- Task brief
The entries are to be output in full, word for word.

- Material provided
........
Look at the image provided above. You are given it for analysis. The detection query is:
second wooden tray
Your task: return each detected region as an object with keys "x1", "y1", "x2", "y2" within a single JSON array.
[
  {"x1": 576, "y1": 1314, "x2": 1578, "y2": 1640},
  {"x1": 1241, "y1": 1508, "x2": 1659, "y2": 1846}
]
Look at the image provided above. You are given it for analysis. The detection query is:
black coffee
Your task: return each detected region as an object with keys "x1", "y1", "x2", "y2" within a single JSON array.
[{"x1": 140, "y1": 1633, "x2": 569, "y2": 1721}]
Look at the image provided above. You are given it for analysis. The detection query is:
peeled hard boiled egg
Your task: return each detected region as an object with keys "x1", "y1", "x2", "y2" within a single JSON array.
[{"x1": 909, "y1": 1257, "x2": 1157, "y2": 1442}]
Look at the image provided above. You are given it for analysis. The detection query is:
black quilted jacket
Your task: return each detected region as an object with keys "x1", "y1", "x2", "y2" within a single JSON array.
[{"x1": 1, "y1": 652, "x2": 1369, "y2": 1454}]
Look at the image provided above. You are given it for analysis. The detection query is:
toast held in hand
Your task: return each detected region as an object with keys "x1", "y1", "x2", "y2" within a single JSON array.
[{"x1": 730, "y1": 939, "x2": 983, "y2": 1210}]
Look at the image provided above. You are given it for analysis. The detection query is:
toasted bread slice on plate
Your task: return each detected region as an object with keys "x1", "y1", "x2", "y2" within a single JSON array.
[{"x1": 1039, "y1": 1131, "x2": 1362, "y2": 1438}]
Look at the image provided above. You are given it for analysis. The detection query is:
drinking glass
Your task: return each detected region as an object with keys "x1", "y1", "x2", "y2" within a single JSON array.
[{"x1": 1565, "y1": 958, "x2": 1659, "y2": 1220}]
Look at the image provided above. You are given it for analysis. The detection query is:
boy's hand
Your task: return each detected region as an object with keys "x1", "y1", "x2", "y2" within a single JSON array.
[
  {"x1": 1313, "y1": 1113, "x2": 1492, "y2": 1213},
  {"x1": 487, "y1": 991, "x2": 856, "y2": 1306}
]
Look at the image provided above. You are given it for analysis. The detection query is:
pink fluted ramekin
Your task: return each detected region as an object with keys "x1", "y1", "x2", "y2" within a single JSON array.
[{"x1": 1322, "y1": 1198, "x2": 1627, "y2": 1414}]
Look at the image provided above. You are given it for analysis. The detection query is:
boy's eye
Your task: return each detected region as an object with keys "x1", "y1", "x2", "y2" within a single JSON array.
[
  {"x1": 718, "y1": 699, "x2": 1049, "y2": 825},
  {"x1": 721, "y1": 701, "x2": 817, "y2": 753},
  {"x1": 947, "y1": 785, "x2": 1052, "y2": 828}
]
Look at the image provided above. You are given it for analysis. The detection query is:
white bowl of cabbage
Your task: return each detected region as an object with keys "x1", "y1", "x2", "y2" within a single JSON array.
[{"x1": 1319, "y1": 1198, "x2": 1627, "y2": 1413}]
........
- Answer for the task
Look at the image provided above. You are given it for analysis. The detection query is:
second wooden tray
Your task: return each detected region as an object with keys "x1", "y1", "x2", "y2" within a single JSON array.
[
  {"x1": 576, "y1": 1314, "x2": 1578, "y2": 1640},
  {"x1": 1241, "y1": 1508, "x2": 1659, "y2": 1846}
]
Look at the image provided above. You are given it for analysis. The detection query is:
black coffee
Your task: return each detected region as an object with keys "x1", "y1", "x2", "y2" within a single JSON array.
[{"x1": 140, "y1": 1633, "x2": 569, "y2": 1721}]
Look at the image provided above. You are given it for analysis. The detection query is:
peeled hard boiled egg
Your task: return each detected region as an object with keys "x1", "y1", "x2", "y2" within a single JSON array.
[{"x1": 909, "y1": 1257, "x2": 1157, "y2": 1442}]
Look at the image provided above. You are given it for analysis. The detection query is:
black quilted jacket
Your task: return each detected region as an object with keys "x1", "y1", "x2", "y2" within a single JSON array.
[{"x1": 1, "y1": 652, "x2": 1369, "y2": 1454}]
Look at the image provided above. You are given it for analysis. The detection query is:
toast held in hand
Your task: return each detected region as an object with keys "x1", "y1", "x2", "y2" within a single JSON array.
[{"x1": 730, "y1": 939, "x2": 983, "y2": 1210}]
Look at the image provided above. You are given it for analysis. The detection query is:
toasted bread slice on plate
Your task: return each detected region as an object with keys "x1", "y1", "x2", "y2" within a single JSON array.
[{"x1": 1039, "y1": 1131, "x2": 1362, "y2": 1438}]
Look at the image provided above. You are given it for analysis. The detection query is:
drinking glass
Your task: return each detected region as an object with keys "x1", "y1", "x2", "y2" within a single JSON array.
[{"x1": 1565, "y1": 958, "x2": 1659, "y2": 1220}]
Look at the image provided above. You are given it for analysis. The detection query is:
boy's hand
Your task: return each detected region as an object with keys "x1", "y1", "x2", "y2" within a single JSON array.
[
  {"x1": 1313, "y1": 1113, "x2": 1492, "y2": 1213},
  {"x1": 487, "y1": 991, "x2": 856, "y2": 1306}
]
Look at the image provided above. You are given it for analysis. The detection query is:
pink fluted ramekin
Your task: return each detected region as an object with keys "x1", "y1", "x2", "y2" within a single JSON array.
[{"x1": 1322, "y1": 1198, "x2": 1627, "y2": 1414}]
Look at the image provided above. You are given it for analysis. The detection query is:
boy's eye
Your task: return each detected region as an object with keys "x1", "y1", "x2", "y2" within a single JSON array.
[
  {"x1": 718, "y1": 699, "x2": 1049, "y2": 825},
  {"x1": 721, "y1": 701, "x2": 817, "y2": 753},
  {"x1": 947, "y1": 785, "x2": 1052, "y2": 828}
]
Look at the image provided above. You are given it for analysis. The detection query is:
white bowl of cabbage
Your task: return each detected region as an object with keys "x1", "y1", "x2", "y2" within a single JSON array.
[{"x1": 1319, "y1": 1198, "x2": 1627, "y2": 1413}]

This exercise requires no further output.